Alıştırma metni:
▶

1 Ekim 2020 Perşembe

Kalp en önemli hedef

“Gerçek”in Titreşimleri – 99

En önemli hedeflerden birisi de kalp…

Tabii ki fiziksel kalple bağlantılı, ama ben burada onu demiyorum, insan enerji alanındaki kalp enerji noktasından söz ediyorum. Doğu geleneklerinde “Kalp Çakrası” veya “ışık tekerleği” dedikleri şey. Malum, sevgi deyince birini çekici bulmak veya çocuklarımıza olan sevgi akla gelir, oysa “Cevap” adlı kitabımda da belirtmiş olduğum üzere bu çok farklı bir şey. Sonsuz sevgi, “çocuklarım için en iyisini istiyorum” demez, tabii ki hepimiz isteriz, ama burada gerçek anlamda sevgi, “Herkes için en iyisini istiyorum” der.

Kalbinizi açtığınız zaman o sevgi, insanların algıladığı türden bir sevgi değildir. Bu sevgi sizi sonsuzluğa açar! Sizin Yaratan ile bağlantınızdır. Kalp bağlantısı yoluyla müthiş bir önseziye, “biliş”e sahip olursunuz. İnsanın önsezisel bilişi olduğu zaman eli nereye gider? Kalbine. “Biliyorum, neden ve nasıl oluyor bilmiyorum, ama biliyorum işte!” dersiniz. Bu kalp bilir çünkü “bilen”le bağlantıdadır.

Kalbinizi açtığınız zaman öncelikle bütün her şeyi görmenizi sağlayan, farkındalık seviyesine açılan bağlantıyı açıyorsunuz, çünkü zaten kendiniz de her şeyin “bir” olduğu o seviyeden geliyorsunuz, dolayısıyla deneyimlemekte olduğunuz realitedeki bağlantıyı görebilirsiniz.. Bu sevgiyi, “korkunun olmaması”, kötülüğü de, sevginin olmaması olarak tarif edebilirim. Kötülük sevginin olmamasıdır, kötülüğü sevgiyle boğabilirsiniz. Kötülük, sevginin olmadığı yerdir. Bu kült de öyle işte. Orada sevgi hiç yoktur, zaten şimdi yaptıklarını da bu yüzden yapıyorlar.

Sevgide korku yoktur, çünkü bir kez bu sevgiye, bu öz benliğe açılırsanız korkacak bir şey olmadığını bilirsiniz, çünkü ne olursa olsun, hangi deneyimi yaşıyor olursak olalım, bir anda başka bir deneyim oluşur. Hep, “Bütün” olanın bünyesinde olan bir “ifade”yiz, bir odaklanmayız. Yaşamakta olduğumuz deneyim ne kadar kötü olursa olsun, biz hep “O”yuz.

◀

Yapılacak görevler:
[1] Kalp hakkındaki yazıda geçen "Kötülük sevginin olmamasıdır, kötülüğü sevgiyle boğabilirsiniz." cümlesini İngilizceye çevirin.
[2] Kalp hakkındaki yazıyı son cümlesinden sonra devam ettirin.
Kayıtlar, yazıdan bağımsız ayrı bir malzemedir.

(Bir veri kaynağından alınan kayıtlar)
▶

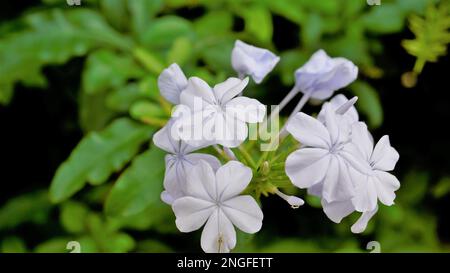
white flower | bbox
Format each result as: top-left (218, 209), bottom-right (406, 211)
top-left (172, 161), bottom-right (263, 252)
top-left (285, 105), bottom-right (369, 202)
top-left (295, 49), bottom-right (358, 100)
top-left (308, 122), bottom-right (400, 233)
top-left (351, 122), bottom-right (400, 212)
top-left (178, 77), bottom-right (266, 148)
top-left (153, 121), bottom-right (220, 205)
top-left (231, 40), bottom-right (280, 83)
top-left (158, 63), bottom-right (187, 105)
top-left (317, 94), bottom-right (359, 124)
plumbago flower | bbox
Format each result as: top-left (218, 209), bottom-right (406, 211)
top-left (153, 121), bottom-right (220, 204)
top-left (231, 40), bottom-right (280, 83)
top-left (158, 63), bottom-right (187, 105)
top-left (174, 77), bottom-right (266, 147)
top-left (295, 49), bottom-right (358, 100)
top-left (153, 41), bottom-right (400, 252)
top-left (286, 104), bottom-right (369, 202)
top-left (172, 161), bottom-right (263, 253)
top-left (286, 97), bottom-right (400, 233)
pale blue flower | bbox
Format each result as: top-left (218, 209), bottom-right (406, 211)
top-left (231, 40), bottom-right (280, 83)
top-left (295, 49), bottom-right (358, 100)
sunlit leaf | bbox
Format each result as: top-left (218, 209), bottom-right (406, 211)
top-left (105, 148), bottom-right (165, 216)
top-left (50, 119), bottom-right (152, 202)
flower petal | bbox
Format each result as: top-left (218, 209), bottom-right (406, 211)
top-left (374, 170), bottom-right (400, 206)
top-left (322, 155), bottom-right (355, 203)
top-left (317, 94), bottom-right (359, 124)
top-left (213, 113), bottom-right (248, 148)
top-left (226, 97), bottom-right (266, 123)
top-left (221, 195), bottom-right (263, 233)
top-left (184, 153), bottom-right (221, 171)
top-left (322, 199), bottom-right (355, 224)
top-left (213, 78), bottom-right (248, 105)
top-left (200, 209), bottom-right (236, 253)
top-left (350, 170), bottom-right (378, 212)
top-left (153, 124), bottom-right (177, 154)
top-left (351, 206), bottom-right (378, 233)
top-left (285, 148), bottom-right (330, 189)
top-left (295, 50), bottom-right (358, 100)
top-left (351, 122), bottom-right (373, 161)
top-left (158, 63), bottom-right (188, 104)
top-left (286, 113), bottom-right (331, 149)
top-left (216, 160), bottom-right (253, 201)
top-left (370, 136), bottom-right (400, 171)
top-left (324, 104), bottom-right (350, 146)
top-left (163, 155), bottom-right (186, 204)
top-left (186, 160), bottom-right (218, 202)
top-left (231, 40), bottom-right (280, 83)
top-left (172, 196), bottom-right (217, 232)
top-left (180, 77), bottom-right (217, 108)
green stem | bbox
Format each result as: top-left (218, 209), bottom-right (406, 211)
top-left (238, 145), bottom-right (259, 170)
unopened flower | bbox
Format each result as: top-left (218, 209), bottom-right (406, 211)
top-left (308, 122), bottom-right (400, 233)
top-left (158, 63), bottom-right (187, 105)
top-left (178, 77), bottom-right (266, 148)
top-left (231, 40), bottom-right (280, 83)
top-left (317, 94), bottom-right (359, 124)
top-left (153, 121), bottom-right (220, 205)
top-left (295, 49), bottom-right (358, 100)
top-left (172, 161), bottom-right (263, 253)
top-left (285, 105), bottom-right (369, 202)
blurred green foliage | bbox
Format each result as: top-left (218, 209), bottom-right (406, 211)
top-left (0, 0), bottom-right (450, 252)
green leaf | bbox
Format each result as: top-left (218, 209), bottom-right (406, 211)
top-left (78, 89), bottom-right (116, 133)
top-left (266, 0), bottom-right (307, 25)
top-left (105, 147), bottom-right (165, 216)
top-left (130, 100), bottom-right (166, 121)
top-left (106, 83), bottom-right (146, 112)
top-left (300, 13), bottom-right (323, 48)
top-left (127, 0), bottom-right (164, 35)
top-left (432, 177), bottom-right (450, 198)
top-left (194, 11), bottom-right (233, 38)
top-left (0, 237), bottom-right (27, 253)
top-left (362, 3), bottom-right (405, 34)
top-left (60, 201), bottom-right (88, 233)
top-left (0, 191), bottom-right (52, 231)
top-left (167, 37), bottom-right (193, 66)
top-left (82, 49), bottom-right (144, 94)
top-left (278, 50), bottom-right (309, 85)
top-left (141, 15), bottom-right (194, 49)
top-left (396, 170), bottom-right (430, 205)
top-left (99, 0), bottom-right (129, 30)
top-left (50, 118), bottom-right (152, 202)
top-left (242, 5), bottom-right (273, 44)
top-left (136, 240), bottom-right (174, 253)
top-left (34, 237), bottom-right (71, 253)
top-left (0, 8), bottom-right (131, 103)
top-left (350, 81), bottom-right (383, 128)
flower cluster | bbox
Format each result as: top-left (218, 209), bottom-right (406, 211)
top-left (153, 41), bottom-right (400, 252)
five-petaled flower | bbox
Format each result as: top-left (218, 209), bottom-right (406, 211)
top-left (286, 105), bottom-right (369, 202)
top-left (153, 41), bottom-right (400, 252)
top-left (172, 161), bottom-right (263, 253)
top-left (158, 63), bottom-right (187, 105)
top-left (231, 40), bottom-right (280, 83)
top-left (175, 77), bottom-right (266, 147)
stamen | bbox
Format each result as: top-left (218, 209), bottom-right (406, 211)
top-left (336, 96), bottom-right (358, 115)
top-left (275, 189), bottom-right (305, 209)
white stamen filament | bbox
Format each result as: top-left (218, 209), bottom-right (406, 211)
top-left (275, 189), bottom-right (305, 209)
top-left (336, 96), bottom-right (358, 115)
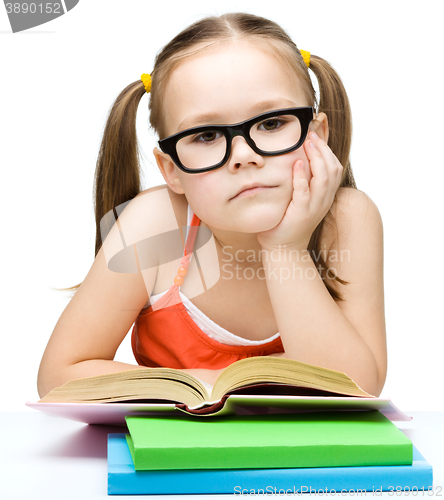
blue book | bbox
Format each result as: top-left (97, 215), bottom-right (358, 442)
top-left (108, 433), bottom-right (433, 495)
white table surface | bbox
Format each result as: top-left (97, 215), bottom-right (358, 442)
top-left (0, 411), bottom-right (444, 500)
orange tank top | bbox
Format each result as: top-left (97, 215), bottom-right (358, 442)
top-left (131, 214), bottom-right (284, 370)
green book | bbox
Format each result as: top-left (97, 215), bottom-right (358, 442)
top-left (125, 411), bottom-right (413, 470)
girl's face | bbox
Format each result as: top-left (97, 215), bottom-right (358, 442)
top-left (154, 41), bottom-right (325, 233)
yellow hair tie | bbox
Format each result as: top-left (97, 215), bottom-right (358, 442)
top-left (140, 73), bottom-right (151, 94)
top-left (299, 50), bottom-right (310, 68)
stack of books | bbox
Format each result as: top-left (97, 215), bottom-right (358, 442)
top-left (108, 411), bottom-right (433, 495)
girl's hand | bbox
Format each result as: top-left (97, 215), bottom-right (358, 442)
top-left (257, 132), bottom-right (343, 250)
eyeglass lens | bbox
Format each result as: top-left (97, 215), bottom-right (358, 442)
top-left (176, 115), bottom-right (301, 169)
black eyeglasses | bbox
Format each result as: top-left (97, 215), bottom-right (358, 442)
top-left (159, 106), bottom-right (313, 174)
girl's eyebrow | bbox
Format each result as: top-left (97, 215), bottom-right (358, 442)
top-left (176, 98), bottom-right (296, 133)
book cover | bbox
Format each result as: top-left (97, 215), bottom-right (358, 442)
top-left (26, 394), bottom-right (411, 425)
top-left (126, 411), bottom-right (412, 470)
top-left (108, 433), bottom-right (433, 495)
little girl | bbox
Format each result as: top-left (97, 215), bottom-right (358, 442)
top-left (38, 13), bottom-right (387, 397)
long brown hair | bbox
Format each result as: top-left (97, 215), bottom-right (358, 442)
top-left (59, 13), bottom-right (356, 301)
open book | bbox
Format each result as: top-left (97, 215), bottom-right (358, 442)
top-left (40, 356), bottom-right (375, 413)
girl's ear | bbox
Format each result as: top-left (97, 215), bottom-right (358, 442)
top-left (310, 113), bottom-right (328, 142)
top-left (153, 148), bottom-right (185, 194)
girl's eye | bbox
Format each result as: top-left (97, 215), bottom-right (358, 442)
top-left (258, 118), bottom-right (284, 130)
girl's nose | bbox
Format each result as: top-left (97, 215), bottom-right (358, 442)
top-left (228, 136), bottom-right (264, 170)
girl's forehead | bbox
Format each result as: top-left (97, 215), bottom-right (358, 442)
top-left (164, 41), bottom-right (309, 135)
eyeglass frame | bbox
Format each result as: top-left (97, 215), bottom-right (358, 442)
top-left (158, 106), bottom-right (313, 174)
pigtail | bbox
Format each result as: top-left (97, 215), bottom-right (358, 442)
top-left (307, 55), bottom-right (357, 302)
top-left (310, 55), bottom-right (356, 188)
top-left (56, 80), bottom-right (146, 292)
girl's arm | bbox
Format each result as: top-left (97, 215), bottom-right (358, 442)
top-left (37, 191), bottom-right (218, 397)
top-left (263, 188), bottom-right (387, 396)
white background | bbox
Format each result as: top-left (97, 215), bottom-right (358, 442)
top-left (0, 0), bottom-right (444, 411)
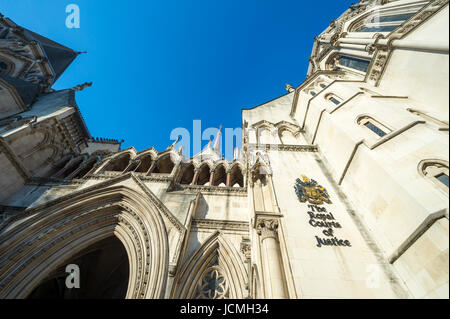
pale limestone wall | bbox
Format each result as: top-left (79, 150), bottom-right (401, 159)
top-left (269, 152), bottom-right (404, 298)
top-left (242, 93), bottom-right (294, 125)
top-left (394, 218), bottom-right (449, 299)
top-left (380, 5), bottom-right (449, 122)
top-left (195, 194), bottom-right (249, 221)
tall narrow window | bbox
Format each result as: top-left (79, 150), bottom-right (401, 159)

◀

Verilen cevaplar:
[1] Evil is the absence of love; you can drown evil with love.

[2]
Bu (kalp) hiç korkmaz. Bu (kalp) hep doğru olduğunu bildiğini yapar, dolayısıyla doğru olduğunu bildiği şeyin sonuçlarını hesaplamasına gerek olmaz. Beyin, “Şunu yapmayı isterim, ama acaba sonuçları ne olur?” diye düşünür. Zaten hep önünüzde neden yapmamanız gerektiğini gösteren bir sonuç listesi vardır. Oysa bu, (kalp) “Doğru olduğunu “bil”diğim şeyi yapıyorum” der, zaten o zaman sonuç hesaplamaya bile gerek olmaz. 

İnsanların en büyük korkusu, hatta korkuların temeli, “ölüm” olarak dışavuran bilinmeyenden kaynaklanan korkudur. Ölüm korkusunun manipülasyonu da bu pandemi. İnsanlar bilmedikleri için korkudan donuyorlar, bu yüzden doktorlar çok güçlü durumdalar. Oysa hepimiz “Sonsuz Sevgi”nin ifadeleri olup, sadece birer deneyim yaşıyoruz.      

O halde bu, (kalp) korkmaz, sonuçların hesabını yapmaz. Bununla şunu demek istiyorum: tabii ki, kamyonun önüne çıkarsanız zarar göreceğinizi bilirsiniz, ama sonuçlar dediğim zaman, doğru olduğunu bildiğim bir şey için “Başkaları ne der?” veya “Benim hakkımda ne düşünürler?” diye düşünmeyi kastediyorum.

Hiçbir zaman sonuçların hesabını yapmam, çünkü bunu yaparsam doğru olduğunu bildiğim şeyi yapmamayı hesaplıyorum demektir. Oysa o bağlantı noktasına, o önseziye ulaştığınız zaman durum farklı olur. Burada Buda gibi bağdaş kurmuş dağın tepesinde oturup ahkam kesmiyorum! Bunu herkes yapabilir! Bu hepimizin doğal halidir, oysa bütün insanoğlu, doğal olmayan bir hale manipüle ediliyoruz!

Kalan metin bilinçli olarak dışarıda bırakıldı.